— start of Extracted entries —

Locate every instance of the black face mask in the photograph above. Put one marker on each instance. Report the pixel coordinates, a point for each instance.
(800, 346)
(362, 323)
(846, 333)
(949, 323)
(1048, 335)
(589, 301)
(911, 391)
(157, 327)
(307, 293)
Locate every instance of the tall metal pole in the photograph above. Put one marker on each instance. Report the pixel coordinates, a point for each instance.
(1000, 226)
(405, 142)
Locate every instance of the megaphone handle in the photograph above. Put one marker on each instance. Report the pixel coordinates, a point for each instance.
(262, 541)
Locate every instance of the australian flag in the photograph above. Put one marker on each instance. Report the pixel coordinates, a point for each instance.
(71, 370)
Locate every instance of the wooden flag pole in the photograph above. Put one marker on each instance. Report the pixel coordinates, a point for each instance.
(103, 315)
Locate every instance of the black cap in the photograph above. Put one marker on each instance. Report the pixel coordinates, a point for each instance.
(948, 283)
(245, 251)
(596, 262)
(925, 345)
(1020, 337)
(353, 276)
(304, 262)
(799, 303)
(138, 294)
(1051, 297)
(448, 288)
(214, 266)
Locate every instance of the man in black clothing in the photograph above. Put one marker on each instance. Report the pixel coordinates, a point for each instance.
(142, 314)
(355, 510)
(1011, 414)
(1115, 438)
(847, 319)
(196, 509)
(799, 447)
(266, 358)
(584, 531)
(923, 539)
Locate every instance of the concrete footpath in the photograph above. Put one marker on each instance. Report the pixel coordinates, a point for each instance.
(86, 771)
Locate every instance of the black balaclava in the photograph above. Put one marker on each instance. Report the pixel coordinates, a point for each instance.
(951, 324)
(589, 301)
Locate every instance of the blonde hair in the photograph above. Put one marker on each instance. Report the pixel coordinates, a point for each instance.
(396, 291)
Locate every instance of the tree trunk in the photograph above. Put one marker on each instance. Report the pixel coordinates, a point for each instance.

— end of Extracted entries —

[Given problem] Please rewrite every row above as a JSON list of strings, with one string for each line and blank lines left out.

[Result]
[
  "Locate every instance of the black face mask in the photograph above. Put one marker on each instance. Report the pixel coordinates, a point for each instance.",
  "(800, 346)",
  "(362, 323)",
  "(846, 333)",
  "(949, 323)",
  "(1048, 335)",
  "(589, 301)",
  "(911, 391)",
  "(157, 327)",
  "(307, 293)",
  "Locate every instance of the tall metal pole in the photograph above. Put one marker on each instance. Report the pixel coordinates, a point for each instance.",
  "(1000, 226)",
  "(405, 142)",
  "Locate every instance of the megaphone handle in the photograph above. Put one marker on each instance. Report the pixel coordinates, a point for each instance.",
  "(262, 541)",
  "Locate every instance of the australian flag in the photograph above. Put one marker on each instance. Report the pixel coordinates, a point for each instance.",
  "(71, 370)",
  "Locate every instance of the wooden flag pole in the photograph above. Put one marker on each instance. Report the pixel coordinates, a point for each instance.",
  "(103, 315)",
  "Locate every instance of the black cap in the photograph above. Put one marker on each instance. Report the pixel coordinates, a point for each instance.",
  "(948, 283)",
  "(245, 251)",
  "(596, 262)",
  "(925, 345)",
  "(1020, 337)",
  "(353, 276)",
  "(304, 262)",
  "(799, 303)",
  "(138, 294)",
  "(1051, 297)",
  "(448, 288)",
  "(214, 266)",
  "Locate every instance of the man in black clothing in the photograph above. Put one marker on each instance. Report the pixel coordinates, a point for each instance.",
  "(142, 314)",
  "(355, 510)",
  "(1011, 414)",
  "(1115, 438)",
  "(847, 319)",
  "(196, 509)",
  "(799, 447)",
  "(266, 358)",
  "(584, 531)",
  "(923, 539)",
  "Locate every instance of the concrete footpath in the photograph above. Put one marker on each instance. Report the pixel coordinates, a point for each instance.",
  "(86, 771)",
  "Locate every instance of the black balaclava in the photograph above. Put one marker on each instance. Report the pixel coordinates, a point for each instance.",
  "(951, 324)",
  "(589, 301)",
  "Locate every instance of the blonde hair in the photograph above. Put one marker on each instance. Report the pixel coordinates, a point for each instance.",
  "(396, 291)",
  "Locate every instance of the tree trunk in the photograph above. Put one marker on each instance. Report the pixel coordinates, a point for each instance."
]